Data records

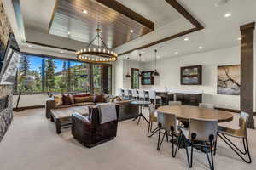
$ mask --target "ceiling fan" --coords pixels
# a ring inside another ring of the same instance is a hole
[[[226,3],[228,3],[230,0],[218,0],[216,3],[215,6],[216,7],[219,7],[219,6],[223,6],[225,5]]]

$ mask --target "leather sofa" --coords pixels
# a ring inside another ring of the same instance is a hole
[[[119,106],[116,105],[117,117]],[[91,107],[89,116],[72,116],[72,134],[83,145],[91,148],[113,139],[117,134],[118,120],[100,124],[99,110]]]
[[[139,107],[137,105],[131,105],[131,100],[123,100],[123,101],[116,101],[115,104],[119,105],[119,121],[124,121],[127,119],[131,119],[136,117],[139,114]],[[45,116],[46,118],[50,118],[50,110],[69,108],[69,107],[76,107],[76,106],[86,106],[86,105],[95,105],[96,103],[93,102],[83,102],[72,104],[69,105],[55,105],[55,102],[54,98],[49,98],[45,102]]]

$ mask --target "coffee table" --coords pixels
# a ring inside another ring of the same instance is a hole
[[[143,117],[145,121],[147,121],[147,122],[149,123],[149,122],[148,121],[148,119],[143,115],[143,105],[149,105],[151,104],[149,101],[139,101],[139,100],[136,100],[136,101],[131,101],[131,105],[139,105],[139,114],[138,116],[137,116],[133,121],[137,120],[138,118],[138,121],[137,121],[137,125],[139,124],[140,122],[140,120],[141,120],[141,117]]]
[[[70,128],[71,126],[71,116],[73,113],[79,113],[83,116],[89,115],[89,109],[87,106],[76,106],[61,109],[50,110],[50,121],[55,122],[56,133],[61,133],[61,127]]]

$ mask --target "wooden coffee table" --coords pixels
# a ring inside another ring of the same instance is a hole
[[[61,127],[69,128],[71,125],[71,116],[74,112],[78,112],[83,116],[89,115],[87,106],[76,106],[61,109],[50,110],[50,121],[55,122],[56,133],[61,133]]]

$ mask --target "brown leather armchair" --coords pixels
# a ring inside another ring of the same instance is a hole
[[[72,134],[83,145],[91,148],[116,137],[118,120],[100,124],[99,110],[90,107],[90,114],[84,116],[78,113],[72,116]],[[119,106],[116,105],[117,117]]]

* * *

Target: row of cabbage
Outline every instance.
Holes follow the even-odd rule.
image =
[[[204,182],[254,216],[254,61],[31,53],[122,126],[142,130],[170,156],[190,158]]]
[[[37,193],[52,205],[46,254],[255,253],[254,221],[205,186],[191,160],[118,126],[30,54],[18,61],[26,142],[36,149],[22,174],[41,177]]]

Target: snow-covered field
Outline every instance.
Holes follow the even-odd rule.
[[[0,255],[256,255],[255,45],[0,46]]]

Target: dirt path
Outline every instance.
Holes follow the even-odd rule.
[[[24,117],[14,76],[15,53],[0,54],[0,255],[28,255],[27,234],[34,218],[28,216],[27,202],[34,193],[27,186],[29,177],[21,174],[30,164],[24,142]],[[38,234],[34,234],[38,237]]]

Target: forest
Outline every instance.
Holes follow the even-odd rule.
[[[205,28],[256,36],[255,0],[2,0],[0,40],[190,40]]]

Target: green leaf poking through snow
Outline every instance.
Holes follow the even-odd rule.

=== EXERCISE OBJECTIVE ===
Reproduce the records above without any change, starting at the line that contains "Target: snow-covered field" and ending at the line that contains "[[[0,255],[256,255],[255,45],[0,46]]]", with both of those lines included.

=== TASK OUTPUT ===
Target: snow-covered field
Outline every instance.
Holes follow the even-odd rule.
[[[0,255],[256,255],[255,45],[0,46]]]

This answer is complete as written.